→ **Stated problem 1**
Decide whether each statement agrees with the travel account below, answering yes or no and quoting the words of the account that settle it. (a) Detlef is the oldest of the writer's brothers. (b) The Kruger National Park was first called the Sabie Game Reserve. (c) The Bourke's Luck Potholes formed where the Treur River meets the Blyde River.

→ **Page**

Winging our way to Johannesburg
Our plane took off as scheduled and we arrived in Johannesburg 2 hours later, where we were met by my brother, Detlef. (I have 3 brothers: Thorsten is the oldest, and also lives in Johannesburg, Volker is next in line, now living in Nottingham, England, but whom I was able to see in Cape Town, and Detlef is the “youngest”…I tell him he’ll always be my baby brother!). It was a happy reunion for both the siblings and the cousins. I had briefly seen Detlef, my sister-in-law Karené, and my 2 nieces, Téa and Maya in June of 2013, when they were living in Germany, and I had a business trip to Vienna. I had also seen Detlef again in 2014 when he came to see us in Florida after a work trip to Mexico. But the kids had not seen each other for 5 years, although they had connected over Instagram over the last couple of months.

My brother Detlef and my sister-in-law, Karene
Sadly, Detlef had to leave for Scotland that evening, as the whole family is in the process of moving to Glasgow! So, to give the cousins some extra time together, we took the girls with us on a short 5 day trip to Mpumalanga, or what was formerly known as the Eastern Transvaal. Our main aim was to spend a few days in the Kruger National Park. We had had a fantastic time in Mkuze Game Park when we first arrived in South Africa, but we took the opportunity to visit the Kruger Park , because, let’s be honest, how soon will we get the chance to see these majestic wild animals in their natural habitat again? 

The Kruger Gate ("Hek" is "Gate" in Afrikaans) - one of the main entrances to the Kruger Park

A statue of Paul Kruger, the then president of the Transvaal Republic, who had the foresight to establish a national game reserve in 1898.  At that time, it was called the Sabie Game Reserve.  It was later changed to the Kruger National Park in his honor. 
We left early on Friday morning, and drove towards the Kruger. After a breakfast stop in the small town of Dullstroom, and a drive through the beautiful countryside, we decided to take a back road to the Blyde River Canyon, to check out the Bourke’s Luck Potholes. The “potholes” are the result of decades of swirling eddies of water where the Treur River meets the Blyde River. Extensive erosion, as the water swirled around, has formed these amazing, smooth, holes in the rock.

Ben explores the pools at the top of the Potholes

The water then cascades down in a series of small waterfalls into pools below

The rock has been eroded into smooth, round potholes

Bourke's Luck Potholes
Unfortunately the weather closed in, and we were not able to fully appreciate the beauty of the rest of the canyon, as low cloud cover and mist obscured some of the magnificent views normally visible from the viewing points. Instead, we drove on to our destination, the Protea Kruger Gate, on the Sabie River, right outside the Paul Kruger Gate, one of the entrances to the famous game park. It had been a long day on the road and sightseeing, so we decided to take it easy the next day and just enjoy the amenities of the hotel.

→ **Input records**

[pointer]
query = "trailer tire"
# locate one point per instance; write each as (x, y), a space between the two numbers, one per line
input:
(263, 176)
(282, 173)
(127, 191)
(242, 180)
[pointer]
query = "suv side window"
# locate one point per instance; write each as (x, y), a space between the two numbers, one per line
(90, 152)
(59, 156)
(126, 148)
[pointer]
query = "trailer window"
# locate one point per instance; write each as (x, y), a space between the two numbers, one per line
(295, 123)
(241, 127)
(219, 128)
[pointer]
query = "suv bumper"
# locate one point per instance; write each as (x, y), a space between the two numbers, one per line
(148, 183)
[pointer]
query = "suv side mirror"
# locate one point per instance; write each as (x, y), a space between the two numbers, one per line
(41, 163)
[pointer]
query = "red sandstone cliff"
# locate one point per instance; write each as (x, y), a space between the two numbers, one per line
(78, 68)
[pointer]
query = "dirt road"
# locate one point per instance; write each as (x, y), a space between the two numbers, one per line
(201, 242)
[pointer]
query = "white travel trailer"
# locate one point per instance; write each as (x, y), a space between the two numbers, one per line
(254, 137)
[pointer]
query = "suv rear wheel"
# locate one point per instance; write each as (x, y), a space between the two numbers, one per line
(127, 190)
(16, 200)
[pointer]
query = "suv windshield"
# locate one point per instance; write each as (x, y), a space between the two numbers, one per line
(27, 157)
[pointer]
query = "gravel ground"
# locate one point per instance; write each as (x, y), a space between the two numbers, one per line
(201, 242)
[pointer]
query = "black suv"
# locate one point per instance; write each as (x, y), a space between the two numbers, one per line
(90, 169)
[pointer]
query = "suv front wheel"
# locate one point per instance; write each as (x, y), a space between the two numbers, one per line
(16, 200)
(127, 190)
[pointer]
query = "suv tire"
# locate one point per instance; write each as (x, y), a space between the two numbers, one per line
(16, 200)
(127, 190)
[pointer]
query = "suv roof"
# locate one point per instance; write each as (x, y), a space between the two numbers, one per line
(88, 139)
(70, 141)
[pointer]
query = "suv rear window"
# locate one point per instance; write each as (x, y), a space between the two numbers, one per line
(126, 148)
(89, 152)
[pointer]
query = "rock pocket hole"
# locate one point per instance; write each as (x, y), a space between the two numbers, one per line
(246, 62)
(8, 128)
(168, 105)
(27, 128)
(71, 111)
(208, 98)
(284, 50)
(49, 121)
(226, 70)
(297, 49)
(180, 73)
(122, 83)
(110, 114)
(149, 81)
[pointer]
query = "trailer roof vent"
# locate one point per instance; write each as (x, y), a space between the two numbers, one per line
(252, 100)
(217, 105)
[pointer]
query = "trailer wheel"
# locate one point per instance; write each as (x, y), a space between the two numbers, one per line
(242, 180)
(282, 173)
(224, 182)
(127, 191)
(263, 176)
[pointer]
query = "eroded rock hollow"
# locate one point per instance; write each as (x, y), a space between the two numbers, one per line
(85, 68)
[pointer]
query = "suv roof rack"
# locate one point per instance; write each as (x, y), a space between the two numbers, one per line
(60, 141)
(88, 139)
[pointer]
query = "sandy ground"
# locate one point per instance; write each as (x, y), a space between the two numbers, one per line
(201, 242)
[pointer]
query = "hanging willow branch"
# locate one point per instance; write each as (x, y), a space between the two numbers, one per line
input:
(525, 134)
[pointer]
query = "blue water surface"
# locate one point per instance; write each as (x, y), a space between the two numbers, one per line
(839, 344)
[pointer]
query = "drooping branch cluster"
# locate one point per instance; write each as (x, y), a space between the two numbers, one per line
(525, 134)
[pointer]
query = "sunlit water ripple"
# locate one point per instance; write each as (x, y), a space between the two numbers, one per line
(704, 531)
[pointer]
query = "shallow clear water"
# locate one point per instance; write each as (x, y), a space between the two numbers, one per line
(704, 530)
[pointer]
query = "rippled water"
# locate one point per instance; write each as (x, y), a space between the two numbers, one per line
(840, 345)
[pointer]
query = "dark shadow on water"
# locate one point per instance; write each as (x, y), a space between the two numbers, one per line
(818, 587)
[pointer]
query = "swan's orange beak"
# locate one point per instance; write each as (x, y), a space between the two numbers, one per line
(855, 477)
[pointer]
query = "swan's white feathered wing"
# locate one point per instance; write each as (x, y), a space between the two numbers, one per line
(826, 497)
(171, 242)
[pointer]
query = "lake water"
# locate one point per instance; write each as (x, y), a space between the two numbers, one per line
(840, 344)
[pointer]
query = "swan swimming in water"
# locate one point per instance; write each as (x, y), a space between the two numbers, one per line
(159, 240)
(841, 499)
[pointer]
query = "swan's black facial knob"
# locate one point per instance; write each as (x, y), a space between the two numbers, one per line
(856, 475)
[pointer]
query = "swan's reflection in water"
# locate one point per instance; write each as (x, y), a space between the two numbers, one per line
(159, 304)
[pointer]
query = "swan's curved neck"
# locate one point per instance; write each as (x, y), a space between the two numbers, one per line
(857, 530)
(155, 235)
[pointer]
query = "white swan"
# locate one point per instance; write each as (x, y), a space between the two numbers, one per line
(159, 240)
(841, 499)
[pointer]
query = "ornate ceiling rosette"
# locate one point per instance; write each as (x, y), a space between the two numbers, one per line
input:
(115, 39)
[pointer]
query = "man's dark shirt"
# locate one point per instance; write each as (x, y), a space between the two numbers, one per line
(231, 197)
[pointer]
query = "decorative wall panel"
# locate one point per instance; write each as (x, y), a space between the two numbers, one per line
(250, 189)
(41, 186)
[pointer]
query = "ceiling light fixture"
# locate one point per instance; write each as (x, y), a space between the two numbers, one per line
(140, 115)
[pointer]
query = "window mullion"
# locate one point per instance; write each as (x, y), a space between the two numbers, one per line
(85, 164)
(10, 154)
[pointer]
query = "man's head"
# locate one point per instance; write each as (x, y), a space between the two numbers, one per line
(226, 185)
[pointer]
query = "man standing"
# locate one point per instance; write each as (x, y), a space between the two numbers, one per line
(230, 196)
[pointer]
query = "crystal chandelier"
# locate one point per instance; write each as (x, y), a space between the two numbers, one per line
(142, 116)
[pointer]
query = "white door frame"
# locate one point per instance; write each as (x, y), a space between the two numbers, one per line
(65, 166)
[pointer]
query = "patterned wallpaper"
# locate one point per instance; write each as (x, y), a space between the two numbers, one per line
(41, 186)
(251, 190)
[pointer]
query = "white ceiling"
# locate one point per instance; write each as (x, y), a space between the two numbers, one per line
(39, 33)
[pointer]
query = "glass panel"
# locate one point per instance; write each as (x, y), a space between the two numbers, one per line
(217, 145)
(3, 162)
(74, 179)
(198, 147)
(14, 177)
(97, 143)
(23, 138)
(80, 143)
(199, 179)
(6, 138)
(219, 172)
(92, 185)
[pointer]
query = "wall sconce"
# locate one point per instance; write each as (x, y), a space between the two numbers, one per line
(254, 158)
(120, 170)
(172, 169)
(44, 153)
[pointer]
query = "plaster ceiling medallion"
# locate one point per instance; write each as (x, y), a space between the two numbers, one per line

→ **Stated problem 2**
Find every line of the records that contains the string "side", and copy each of those lines.

→ **Correct answer 1**
(a) No: "Thorsten is the oldest"
(b) Yes: "At that time, it was called the Sabie Game Reserve."
(c) Yes: "where the Treur River meets the Blyde River"

→ **Correct answer 2**
query = "suv side window"
query = "suv side mirror"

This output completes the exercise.